━━ Dataset

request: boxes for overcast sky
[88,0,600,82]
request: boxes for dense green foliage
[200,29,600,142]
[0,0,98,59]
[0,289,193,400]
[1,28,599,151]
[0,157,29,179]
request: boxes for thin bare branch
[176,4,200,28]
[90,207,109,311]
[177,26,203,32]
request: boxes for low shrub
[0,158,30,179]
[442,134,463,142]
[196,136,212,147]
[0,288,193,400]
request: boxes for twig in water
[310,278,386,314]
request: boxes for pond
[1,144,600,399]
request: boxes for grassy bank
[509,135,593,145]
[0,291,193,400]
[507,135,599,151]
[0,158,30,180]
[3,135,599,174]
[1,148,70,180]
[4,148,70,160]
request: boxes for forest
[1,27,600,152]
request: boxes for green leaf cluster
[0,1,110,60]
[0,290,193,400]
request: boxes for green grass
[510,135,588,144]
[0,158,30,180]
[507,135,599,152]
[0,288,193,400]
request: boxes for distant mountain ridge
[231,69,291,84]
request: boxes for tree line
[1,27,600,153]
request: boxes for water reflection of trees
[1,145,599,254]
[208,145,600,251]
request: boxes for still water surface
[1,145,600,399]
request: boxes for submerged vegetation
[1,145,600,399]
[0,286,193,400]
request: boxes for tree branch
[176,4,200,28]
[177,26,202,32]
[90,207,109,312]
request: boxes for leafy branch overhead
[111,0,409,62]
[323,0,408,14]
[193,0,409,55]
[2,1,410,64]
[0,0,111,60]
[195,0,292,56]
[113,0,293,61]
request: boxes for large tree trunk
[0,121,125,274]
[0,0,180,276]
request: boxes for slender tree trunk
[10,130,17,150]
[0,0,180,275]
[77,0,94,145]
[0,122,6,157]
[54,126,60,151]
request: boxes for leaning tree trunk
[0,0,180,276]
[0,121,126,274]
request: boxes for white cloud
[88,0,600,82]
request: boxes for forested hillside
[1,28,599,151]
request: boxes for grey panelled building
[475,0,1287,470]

━━━━
━━ Dataset

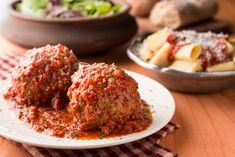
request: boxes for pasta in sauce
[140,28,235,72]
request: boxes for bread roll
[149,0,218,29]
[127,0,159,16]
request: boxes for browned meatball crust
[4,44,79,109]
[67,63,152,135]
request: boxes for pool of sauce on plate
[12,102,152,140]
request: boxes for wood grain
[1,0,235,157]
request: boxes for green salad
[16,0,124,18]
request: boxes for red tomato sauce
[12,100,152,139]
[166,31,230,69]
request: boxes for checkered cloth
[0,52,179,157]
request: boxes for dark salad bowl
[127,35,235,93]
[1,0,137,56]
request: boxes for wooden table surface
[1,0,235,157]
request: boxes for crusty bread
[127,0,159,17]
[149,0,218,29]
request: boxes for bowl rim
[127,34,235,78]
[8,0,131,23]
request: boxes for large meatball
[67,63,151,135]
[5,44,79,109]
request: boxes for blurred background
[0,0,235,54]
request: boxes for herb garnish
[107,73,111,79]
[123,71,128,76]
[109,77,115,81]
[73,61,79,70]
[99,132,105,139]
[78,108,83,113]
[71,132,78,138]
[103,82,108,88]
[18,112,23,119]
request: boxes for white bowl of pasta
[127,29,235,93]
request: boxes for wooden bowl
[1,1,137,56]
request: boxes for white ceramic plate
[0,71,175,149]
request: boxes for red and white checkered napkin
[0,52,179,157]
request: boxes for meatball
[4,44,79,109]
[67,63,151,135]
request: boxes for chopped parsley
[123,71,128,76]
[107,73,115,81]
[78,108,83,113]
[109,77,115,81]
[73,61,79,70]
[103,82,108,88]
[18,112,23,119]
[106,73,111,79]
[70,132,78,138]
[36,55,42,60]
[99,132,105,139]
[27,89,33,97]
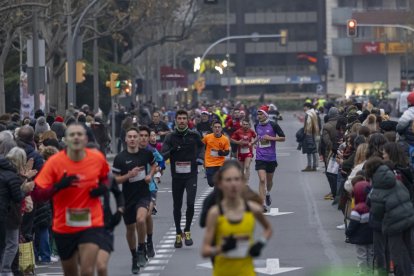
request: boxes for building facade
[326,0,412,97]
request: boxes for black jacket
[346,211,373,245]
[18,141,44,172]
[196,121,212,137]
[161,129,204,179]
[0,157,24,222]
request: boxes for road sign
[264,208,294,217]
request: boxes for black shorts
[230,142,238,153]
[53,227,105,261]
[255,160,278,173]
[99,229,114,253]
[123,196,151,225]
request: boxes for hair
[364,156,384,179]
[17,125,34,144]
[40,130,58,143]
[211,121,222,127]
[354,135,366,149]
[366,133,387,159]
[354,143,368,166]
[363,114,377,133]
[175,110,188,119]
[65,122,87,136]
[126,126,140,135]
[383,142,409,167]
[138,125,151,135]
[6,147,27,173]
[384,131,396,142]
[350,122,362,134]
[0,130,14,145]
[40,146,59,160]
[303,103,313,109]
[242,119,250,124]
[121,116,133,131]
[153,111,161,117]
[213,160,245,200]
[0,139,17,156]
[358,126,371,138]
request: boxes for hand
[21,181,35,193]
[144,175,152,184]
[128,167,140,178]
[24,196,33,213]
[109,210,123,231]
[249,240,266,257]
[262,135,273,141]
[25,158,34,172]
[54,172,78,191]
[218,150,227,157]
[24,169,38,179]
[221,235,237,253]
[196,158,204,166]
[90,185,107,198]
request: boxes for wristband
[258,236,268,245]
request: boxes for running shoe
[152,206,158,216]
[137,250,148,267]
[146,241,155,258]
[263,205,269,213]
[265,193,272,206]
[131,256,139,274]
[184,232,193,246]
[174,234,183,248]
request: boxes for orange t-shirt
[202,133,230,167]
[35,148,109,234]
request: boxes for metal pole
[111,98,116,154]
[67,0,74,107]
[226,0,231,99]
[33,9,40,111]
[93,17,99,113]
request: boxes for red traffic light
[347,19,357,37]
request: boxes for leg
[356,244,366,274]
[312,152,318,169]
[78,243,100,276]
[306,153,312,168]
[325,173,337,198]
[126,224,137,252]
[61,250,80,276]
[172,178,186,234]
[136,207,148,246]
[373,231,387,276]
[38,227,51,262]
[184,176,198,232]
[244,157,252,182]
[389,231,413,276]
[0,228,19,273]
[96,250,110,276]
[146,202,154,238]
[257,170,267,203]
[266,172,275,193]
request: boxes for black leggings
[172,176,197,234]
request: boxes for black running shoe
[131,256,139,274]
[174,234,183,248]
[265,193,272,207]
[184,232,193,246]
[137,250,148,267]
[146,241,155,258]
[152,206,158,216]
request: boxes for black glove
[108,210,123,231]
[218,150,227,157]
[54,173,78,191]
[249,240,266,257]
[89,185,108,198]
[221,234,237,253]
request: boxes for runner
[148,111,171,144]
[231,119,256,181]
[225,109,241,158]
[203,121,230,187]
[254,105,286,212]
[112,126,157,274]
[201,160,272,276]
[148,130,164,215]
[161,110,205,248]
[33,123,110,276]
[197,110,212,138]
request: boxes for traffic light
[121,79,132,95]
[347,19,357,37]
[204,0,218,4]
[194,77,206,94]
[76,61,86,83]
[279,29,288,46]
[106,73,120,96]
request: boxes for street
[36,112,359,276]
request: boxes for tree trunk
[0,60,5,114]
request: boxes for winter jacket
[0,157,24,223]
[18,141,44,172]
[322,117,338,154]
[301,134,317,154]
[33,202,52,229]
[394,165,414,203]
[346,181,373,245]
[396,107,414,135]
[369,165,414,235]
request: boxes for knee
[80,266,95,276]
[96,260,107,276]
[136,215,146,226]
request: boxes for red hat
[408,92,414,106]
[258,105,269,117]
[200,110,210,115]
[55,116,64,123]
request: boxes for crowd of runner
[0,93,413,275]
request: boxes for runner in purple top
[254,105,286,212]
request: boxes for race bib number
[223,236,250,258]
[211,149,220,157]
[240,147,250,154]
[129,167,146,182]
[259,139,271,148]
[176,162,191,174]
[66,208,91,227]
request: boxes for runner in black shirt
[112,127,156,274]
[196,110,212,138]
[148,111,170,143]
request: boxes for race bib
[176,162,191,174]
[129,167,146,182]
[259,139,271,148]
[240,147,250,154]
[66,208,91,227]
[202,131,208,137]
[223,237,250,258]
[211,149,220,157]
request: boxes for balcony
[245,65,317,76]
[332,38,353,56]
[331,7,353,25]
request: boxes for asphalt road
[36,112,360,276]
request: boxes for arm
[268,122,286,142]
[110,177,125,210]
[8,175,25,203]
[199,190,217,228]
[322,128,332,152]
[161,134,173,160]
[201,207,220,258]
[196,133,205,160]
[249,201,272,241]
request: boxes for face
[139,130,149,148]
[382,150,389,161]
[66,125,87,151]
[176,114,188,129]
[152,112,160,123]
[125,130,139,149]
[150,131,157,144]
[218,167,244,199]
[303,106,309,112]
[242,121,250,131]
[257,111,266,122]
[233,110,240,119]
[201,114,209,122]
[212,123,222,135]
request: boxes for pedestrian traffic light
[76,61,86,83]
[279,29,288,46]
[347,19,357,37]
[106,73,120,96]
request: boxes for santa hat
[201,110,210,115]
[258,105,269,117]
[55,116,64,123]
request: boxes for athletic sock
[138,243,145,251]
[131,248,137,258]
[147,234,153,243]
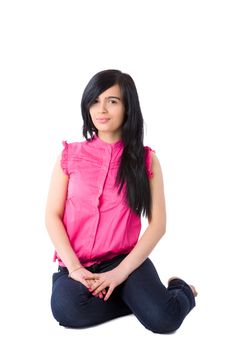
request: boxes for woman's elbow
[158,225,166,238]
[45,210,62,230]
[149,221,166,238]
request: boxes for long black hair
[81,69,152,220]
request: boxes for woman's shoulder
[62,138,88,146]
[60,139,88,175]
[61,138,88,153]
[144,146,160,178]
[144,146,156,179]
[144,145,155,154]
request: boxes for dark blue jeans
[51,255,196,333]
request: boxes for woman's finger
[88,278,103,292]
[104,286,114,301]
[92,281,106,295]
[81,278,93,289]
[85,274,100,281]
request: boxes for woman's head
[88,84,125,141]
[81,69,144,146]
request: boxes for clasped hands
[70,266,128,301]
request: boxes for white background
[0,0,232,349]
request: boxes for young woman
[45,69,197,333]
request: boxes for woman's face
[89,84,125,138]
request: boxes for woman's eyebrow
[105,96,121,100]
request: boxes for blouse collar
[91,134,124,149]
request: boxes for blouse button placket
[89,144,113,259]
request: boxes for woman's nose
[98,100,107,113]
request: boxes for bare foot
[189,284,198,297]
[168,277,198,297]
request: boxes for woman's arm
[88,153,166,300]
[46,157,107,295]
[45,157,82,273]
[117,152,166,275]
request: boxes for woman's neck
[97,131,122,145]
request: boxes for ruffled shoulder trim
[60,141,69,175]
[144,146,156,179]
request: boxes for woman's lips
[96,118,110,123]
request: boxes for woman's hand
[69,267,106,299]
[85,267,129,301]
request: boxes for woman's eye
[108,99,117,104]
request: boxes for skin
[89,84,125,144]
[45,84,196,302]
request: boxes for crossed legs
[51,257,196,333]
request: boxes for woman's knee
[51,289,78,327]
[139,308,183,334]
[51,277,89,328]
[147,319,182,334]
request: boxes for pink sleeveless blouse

━━━━

**Task description:** Wherever the line holding "request: boxes for crossed legs" falls in the entries above, copy exactly from it through the line holding "request: boxes for pink sleeveless blouse", inclusive, and add nothing.

**Answer box:**
request: boxes for crossed legs
[51,257,196,333]
request: boxes for woman's knee
[51,289,78,327]
[139,308,183,334]
[51,277,89,328]
[147,319,182,334]
request: boxes for pink sleeveless blouse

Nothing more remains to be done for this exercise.